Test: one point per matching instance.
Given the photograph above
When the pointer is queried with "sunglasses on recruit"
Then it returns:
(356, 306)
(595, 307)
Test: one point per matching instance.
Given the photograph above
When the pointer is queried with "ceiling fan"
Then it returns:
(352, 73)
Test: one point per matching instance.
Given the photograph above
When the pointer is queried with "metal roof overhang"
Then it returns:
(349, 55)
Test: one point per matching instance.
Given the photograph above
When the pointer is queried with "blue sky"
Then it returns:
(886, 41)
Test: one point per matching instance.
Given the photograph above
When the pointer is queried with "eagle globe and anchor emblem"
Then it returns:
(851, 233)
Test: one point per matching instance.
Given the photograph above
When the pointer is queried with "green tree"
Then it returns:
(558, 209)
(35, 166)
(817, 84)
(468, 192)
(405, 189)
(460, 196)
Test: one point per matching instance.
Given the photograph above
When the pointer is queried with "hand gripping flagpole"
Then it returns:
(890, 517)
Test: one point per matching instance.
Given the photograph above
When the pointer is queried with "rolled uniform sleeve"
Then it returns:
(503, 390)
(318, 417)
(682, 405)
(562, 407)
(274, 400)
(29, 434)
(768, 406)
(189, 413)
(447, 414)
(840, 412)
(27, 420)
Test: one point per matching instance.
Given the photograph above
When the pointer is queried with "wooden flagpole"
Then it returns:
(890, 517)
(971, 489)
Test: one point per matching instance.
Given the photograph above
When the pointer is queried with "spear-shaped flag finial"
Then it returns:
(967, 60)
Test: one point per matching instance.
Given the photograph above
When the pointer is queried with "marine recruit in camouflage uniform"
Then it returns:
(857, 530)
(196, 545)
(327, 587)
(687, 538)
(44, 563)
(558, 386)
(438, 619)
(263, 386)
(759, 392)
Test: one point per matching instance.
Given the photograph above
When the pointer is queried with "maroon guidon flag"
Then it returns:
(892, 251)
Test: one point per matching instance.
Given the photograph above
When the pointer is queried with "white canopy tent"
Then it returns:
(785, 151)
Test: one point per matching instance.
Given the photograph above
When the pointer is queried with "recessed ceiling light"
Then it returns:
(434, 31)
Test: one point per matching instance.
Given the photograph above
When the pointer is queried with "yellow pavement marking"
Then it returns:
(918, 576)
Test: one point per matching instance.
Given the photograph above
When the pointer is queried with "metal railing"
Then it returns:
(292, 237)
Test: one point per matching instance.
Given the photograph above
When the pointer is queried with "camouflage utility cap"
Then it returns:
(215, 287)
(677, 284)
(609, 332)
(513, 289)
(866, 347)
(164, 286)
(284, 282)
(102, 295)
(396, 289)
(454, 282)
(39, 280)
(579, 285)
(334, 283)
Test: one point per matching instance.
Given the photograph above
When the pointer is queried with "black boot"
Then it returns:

————

Show all lines from the listing above in which "recruit" appears.

When the pointer is queried with "sunglasses on recruit"
When the pointer is queried with "marine recruit in camouflage uniform"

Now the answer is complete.